* GIVEN EXERCISE:
Please copy the entries starting at the line containing "Should you be willing to segment every instance of the candy" and ending at the last line of the entries, changing "candy cane decoration" to "candy cane ornament" and leaving everything else as it is.

* INPUT MATERIAL:
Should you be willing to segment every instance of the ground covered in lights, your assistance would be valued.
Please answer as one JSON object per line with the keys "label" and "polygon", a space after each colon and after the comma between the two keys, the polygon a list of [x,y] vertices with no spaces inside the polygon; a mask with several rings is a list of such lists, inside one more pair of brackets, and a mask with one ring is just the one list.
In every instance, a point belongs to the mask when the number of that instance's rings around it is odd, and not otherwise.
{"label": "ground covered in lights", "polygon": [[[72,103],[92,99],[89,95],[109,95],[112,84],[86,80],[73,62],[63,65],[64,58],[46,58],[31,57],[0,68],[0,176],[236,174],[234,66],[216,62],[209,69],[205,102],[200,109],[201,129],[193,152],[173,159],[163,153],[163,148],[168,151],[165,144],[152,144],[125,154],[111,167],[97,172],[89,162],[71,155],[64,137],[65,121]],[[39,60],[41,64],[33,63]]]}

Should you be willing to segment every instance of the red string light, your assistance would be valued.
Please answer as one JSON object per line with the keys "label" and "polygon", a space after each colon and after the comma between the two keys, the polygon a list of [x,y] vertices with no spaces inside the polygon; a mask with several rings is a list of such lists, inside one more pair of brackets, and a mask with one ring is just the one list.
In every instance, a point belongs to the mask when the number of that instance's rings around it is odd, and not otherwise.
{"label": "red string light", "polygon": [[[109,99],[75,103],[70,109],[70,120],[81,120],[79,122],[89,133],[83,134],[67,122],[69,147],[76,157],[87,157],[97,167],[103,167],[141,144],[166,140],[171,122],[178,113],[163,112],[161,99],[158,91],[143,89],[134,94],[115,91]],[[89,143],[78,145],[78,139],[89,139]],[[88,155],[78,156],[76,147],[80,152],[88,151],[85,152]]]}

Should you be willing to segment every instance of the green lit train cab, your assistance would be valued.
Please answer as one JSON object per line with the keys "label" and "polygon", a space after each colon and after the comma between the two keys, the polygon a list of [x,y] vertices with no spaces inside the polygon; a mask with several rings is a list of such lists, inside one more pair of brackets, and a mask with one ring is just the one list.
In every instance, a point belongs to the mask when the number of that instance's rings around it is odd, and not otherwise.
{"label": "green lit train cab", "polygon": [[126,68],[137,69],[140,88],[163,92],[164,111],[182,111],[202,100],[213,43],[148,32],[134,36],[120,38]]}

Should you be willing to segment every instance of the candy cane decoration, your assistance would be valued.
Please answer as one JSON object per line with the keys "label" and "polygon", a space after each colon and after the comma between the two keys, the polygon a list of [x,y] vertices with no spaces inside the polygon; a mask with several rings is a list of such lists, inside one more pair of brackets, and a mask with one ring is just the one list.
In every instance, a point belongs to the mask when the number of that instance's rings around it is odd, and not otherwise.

* ANSWER TO THIS PROBLEM:
Should you be willing to segment every instance of the candy cane ornament, your assistance would be valued.
Please answer as one JSON object per line with the keys "label" and "polygon", a space after each colon and after the comma between the two keys, the polygon a list of [x,y] vertices with no spaces inside the polygon; a mask with several rings is a list of such lists, inside one more pair of brackets, and a mask with one ring is just the one list.
In every instance, a point belongs to the mask when the number of that instance's rings around it is odd, and not otherwise.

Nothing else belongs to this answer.